---- Records for the exercise

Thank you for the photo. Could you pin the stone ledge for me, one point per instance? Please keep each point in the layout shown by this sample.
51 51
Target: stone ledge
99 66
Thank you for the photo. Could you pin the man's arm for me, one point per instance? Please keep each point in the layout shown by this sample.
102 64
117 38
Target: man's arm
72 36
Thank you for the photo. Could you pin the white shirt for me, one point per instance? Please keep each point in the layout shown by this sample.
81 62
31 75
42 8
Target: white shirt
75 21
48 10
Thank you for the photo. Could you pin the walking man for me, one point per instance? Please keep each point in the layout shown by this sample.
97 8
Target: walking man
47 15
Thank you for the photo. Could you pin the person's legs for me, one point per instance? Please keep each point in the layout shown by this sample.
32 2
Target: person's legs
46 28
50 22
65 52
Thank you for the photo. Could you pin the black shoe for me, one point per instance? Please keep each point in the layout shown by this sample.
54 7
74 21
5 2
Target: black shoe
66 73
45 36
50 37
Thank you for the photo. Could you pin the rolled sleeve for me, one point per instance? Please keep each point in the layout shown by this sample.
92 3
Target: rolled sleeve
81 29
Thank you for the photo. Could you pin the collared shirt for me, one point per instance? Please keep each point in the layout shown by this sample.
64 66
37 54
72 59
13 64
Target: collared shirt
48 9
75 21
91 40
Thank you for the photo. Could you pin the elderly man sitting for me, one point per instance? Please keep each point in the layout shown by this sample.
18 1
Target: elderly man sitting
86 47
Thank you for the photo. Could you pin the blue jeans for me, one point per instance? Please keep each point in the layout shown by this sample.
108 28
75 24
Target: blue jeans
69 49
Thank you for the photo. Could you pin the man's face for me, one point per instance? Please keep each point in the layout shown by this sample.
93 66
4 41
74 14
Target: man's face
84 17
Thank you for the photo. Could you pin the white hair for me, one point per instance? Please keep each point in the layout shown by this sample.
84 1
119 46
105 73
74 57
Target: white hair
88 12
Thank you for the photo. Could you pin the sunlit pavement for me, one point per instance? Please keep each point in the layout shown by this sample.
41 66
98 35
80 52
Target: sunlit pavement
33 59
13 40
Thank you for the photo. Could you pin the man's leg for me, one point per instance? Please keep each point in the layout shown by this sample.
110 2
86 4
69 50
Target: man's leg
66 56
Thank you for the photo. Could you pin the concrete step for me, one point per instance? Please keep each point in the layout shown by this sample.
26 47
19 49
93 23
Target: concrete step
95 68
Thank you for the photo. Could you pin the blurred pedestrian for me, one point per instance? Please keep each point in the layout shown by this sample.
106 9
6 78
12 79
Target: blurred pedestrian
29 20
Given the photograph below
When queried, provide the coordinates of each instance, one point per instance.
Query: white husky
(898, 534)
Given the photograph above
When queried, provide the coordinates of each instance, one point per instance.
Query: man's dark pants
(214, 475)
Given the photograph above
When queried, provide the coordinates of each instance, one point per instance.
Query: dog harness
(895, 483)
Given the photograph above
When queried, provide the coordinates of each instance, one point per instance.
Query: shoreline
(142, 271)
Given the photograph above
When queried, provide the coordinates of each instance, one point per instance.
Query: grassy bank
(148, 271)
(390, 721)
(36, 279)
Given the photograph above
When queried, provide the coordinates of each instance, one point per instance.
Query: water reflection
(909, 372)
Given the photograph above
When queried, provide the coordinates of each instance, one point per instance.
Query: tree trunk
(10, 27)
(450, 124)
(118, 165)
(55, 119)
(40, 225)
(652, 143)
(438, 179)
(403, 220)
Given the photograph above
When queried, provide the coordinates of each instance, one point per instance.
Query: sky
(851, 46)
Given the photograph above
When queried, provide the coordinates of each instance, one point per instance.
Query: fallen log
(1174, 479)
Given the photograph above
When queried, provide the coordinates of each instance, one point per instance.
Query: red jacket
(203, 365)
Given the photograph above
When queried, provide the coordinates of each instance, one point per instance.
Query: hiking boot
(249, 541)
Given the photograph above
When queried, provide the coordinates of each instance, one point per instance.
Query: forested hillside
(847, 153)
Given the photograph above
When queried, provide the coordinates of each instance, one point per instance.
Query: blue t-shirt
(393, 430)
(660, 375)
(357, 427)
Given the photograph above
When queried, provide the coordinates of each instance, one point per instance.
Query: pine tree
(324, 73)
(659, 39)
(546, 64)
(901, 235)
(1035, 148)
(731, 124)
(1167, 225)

--------

### Task to complete
Could you restate the records above word for word?

### Output
Thank you for the photo. Could you pin the stone ledge for me, one point per instance? Please keep each point in the layout shown by this sample.
51 51
Target: stone ledge
99 66
Thank you for the photo. Could you pin the man's arm for me, one point per instance? Please keep each point in the layout shown by this sample.
102 64
117 38
Target: man's arm
72 36
Thank you for the photo. Could you pin the white shirt for me, one point per instance? Please keep each point in the layout shown by this sample.
81 62
31 75
42 8
Target: white shirt
75 21
48 10
Thank you for the photo. Could you pin the walking man for me, one point per instance? Please keep each point in the layout shown by this sample.
97 8
Target: walking man
47 15
Thank you for the photo. Could you pin the person's legs for me, one point per instance? Please keep each point in the layout shown by this sample.
32 2
Target: person's legs
46 28
50 22
65 52
Thank you for the photo. Could you pin the black shoe for me, one point per instance? Please keep each point in the layout shown by this sample.
54 7
74 21
5 2
Target: black shoe
66 73
45 36
50 37
Thank you for the photo. Could you pin the rolled sleeve for me, one point per instance? Please keep each point in the layout shown by this sample.
92 3
Target: rolled sleeve
81 29
Thank you for the photo. Could you pin the collared shirt for me, one point per instance? Please keep each point in the layout shown by this sample.
64 66
37 54
72 59
13 64
Target: collared shirt
48 9
75 21
91 40
Thank you for the photo. Could you pin the elderly man sitting for me, one point per instance? Please keep each point in the layout shown by this sample.
18 1
Target: elderly man sitting
86 47
Thank you for the photo. Could you pin the blue jeans for me, one point per instance? Please keep each point in the layout shown by this sample.
108 28
75 24
Target: blue jeans
69 49
Thank you for the photo. Could you pin the man's face for me, one point per instance? Please keep each point in the layout shown by this sample.
93 66
4 41
74 14
Target: man's face
84 17
Thank you for the photo. Could you pin the white hair for me, one point per instance? Please keep each point in the layout shown by this sample.
84 1
119 46
105 73
74 57
Target: white hair
88 12
Thank you for the photo. Could you pin the sunlit pavement for me, one point per instance? Please keep each point in the layout shown by this sample.
41 66
98 35
80 52
Target: sunlit pavement
33 59
13 40
Thank you for the photo. Could you pin the man's leg for me, one point per instance? Please keep each point in the layout shown by this sample.
110 2
86 4
69 50
Target: man's leg
66 56
Thank you for the photo. Could you pin the concrete step for me, one point per instance? Please keep each point in the layout shown by this sample.
26 47
19 49
93 23
Target: concrete step
95 68
Thank you for the photo. Could you pin the blurred pedestrian for me, one point per instance? Please keep each point in the layout shown by this sample.
106 9
6 78
12 79
Target: blurred pedestrian
29 20
Given the photograph below
When queried, provide the coordinates of each instance, one point per instance.
Query: white husky
(898, 534)
Given the photograph above
When queried, provide the coordinates of each instance, one point per instance.
Query: man's dark pants
(214, 475)
Given the photograph above
When queried, provide the coordinates of each instance, one point per instance.
Query: dog harness
(895, 483)
Given the photograph above
When queried, provide the coordinates of each instance, one point per instance.
Query: shoreline
(142, 271)
Given the photograph above
When queried, provide the coordinates of each instance, one point per instance.
Query: grassy bank
(148, 271)
(390, 721)
(36, 279)
Given the photograph above
When queried, provide the coordinates of each instance, one point per instance.
Query: water reflection
(909, 372)
Given the photograph above
When queried, provide the coordinates of each instance, one point per instance.
Query: tree trunk
(10, 27)
(450, 124)
(118, 165)
(55, 119)
(40, 225)
(652, 143)
(438, 179)
(403, 220)
Given the photograph above
When queried, provide the coordinates of each instance, one point per instance.
Query: sky
(851, 46)
Given the photograph above
When queried, provide the coordinates of each instance, one point per instance.
Query: fallen log
(1174, 479)
Given the photograph above
When queried, provide the coordinates of each instance, one point per instance.
Query: red jacket
(203, 365)
Given the photograph above
When queried, provide the coordinates of each instance, one point per instance.
Query: hiking boot
(249, 541)
Given the photograph above
When queried, provide the coordinates of each instance, one point per instance.
Query: forested hillside
(847, 153)
Given the photograph above
When queried, provide the coordinates of each instance, one point per instance.
Query: blue t-shirt
(393, 430)
(660, 375)
(357, 427)
Given the photograph above
When queried, provide the coordinates of each instance, one point per instance.
Query: pine tree
(324, 73)
(659, 39)
(546, 64)
(901, 235)
(1035, 148)
(731, 124)
(1167, 225)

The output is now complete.